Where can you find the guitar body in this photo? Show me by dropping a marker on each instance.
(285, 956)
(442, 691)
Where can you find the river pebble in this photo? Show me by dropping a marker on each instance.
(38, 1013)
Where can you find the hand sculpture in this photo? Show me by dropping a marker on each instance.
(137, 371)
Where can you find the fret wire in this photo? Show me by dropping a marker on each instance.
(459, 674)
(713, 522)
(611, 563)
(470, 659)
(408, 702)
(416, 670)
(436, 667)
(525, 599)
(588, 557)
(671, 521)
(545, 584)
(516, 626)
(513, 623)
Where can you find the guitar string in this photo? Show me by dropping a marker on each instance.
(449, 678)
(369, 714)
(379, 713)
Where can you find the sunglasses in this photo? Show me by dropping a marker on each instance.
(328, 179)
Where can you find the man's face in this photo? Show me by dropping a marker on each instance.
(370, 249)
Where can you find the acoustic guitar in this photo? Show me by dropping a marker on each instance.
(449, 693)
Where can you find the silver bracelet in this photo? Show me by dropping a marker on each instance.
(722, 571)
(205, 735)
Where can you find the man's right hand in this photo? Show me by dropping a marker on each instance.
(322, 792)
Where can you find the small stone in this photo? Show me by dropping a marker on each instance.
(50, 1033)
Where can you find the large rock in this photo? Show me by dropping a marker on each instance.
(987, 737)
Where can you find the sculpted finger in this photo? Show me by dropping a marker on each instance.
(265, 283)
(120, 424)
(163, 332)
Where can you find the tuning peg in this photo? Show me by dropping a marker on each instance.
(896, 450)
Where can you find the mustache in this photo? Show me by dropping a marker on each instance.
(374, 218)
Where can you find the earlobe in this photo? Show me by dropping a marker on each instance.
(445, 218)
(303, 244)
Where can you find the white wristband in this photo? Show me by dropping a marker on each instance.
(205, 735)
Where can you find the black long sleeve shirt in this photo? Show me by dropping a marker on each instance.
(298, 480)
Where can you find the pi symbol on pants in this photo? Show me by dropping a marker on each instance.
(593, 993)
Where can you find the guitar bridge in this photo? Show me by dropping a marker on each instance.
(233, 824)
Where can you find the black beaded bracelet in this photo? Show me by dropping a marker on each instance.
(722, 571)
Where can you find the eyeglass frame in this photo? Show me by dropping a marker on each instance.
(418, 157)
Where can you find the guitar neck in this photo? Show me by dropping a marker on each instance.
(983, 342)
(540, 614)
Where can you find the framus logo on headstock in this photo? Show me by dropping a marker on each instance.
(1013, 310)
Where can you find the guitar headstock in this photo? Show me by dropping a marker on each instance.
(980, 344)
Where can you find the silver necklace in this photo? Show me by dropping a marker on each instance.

# What the task requires
Update all the records above so that every "marker" becomes "pin", and leave everything else unchanged.

# Result
Where can you find the guitar body in this photo? Show me by dropping a pin on each instance.
(285, 956)
(442, 691)
Where can you find the river pebble in this photo? Show me by dropping a pin on each instance.
(38, 1013)
Where can you find the hand sculpture in this photo? Show me by dropping a pin on each instance.
(137, 371)
Where can you find the fret wire in this photo? Show me by dropping a pin on each instance.
(459, 674)
(713, 522)
(611, 563)
(470, 659)
(408, 702)
(416, 670)
(436, 667)
(525, 599)
(588, 557)
(671, 521)
(545, 584)
(516, 626)
(513, 623)
Where can you find the guitar string in this photo? Show me by dropping a pin on each instance.
(449, 678)
(369, 714)
(379, 713)
Where can you find the sunglasses in this photo? Show me by dropping a pin on each instance.
(328, 179)
Where can you find the man's face in this photo? Show me by dropping a pin on each instance.
(370, 249)
Where can you find the acoustic guitar in this photo? Show me by dropping a pin on each instance.
(449, 693)
Where can you find the silver bracelet in this photo? Show me by dropping a pin on each instance.
(722, 571)
(205, 735)
Where can you find the man's right hand in this photo? Show me by dropping a pin on each instance.
(322, 792)
Where can you find the small stone in this photo? Show me by dropping a pin on each instance.
(50, 1033)
Where can you find the large rock in this photo? Show me by dropping a pin on each instance.
(987, 737)
Where can you find the sculpted finger in this photo? Show me by dropping a pin on each instance.
(265, 283)
(120, 424)
(163, 332)
Where can you find the tuning peg in this photo? Show me by dropping a pin on each instance.
(896, 450)
Where can you find the mustache in this photo? Show me by dropping a pin on each instance.
(374, 218)
Where can you find the earlobe in this photo? Show me by dropping a pin on each instance.
(445, 218)
(303, 244)
Where can you find the white wristband in this photo? Show me by dropping a pin on each instance.
(205, 735)
Where can you find the black long sleeve shirt in this photo? Show me by dropping a pin on each instance.
(298, 480)
Where can you find the pi symbol on pants in this photo? Show me by dropping a pin on each instance.
(593, 993)
Where can you find the guitar bridge in this photo? Show me by dropping a pin on each instance.
(233, 824)
Where can you find the black beaded bracelet in this photo? Show me by dropping a pin on each instance.
(722, 571)
Where can you find the eyeglass frame in this photo? Show me by dropping a pin on each instance.
(418, 157)
Where can you find the guitar neck in this photo? Show me by dropping a pin on each instance.
(983, 342)
(540, 614)
Where can you find the framus logo on headstock in this photo? Show me by dropping a pin on each instance.
(1013, 310)
Where can you find the guitar headstock in this photo? Show me by dropping a pin on each instance.
(980, 344)
Where can you find the silver necklace in this photo? Show me by dropping a pin on each instance.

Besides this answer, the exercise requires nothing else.